■ **What needs to be done**: Update the part of the resource page that opens with "In Hawaii, online" and closes with "secure for all.", changing "online" to "web".

■ **Text passage**:
-- -- --

By Barbra Pleadwell
Thank you Windward O‘ahu Rotary Club, for hosting me today. Each time we present on this topic, it forces us to update our knowledge about all things emerging online.
For talks about new media, our firm tries not to use traditional handouts. Rather, we use the medium to provide a number of resources. Here are some of our favorites:
(Scroll past the videos and links for cybersecurity tips we helped create for the National Cyber Security Alliance.)
Better Business Bureau Small Business Advice: Five Tips for Ensuring Social Media Success in 2010
Mashable.com (Guide to social media)
Social Media Club Hawaii
Learn to stay safe online – National Cyber Security Alliance homepage
PBS documentary digital world
For some educational, yet funny videos on staying safe online, check out:
Don’t Be a Billy
Clip from the South Park FaceBook/SNS episode.
Just for fun, here’s my Granny’s quilt on YouTube:
Time Magazine (YouTube’s 50 Best Videos).
CBS News Story: “Copy Machines, a Security Risk?”
In Hawaii, online news:
Hawaii’s Peer News’ Civil Beat: Be you. Be cool. Be civil.
Information about being safe online:
Stop. Think. Connect.
Safer for me. More secure for all.
Internet safety requires a small, regular commitment to common sense and awareness.

-- -- --

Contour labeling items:
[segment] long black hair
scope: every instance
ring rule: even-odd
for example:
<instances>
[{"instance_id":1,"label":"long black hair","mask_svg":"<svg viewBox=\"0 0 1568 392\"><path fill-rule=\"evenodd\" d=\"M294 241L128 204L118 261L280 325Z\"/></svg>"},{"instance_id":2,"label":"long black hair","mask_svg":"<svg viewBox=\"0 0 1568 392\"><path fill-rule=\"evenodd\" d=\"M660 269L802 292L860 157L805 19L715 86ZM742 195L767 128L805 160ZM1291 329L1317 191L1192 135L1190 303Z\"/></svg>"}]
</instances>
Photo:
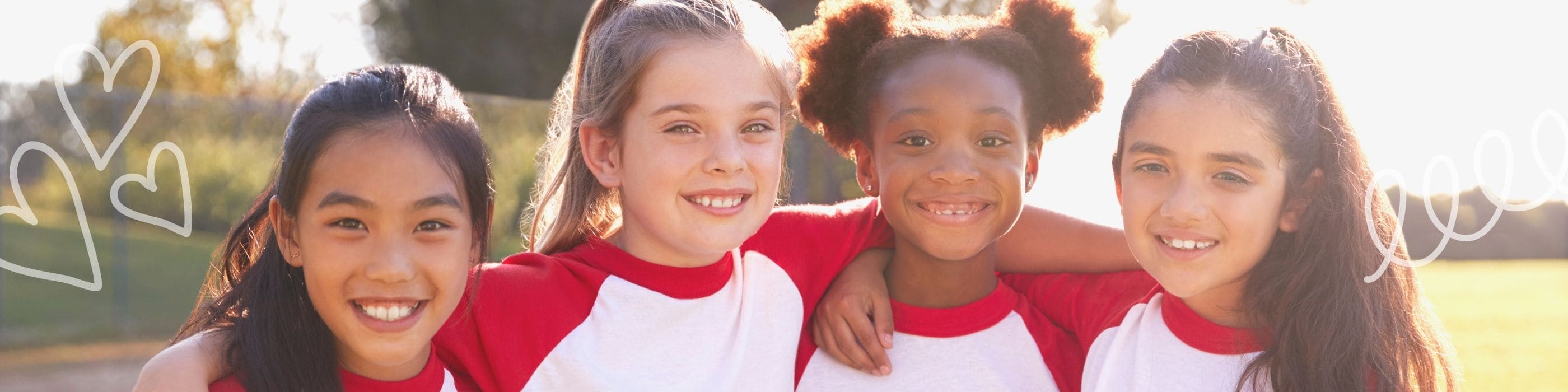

-- -- --

■ **Result**:
In Hawaii, web news:
Hawaii’s Peer News’ Civil Beat: Be you. Be cool. Be civil.
Information about being safe web:
Stop. Think. Connect.
Safer for me. More secure for all.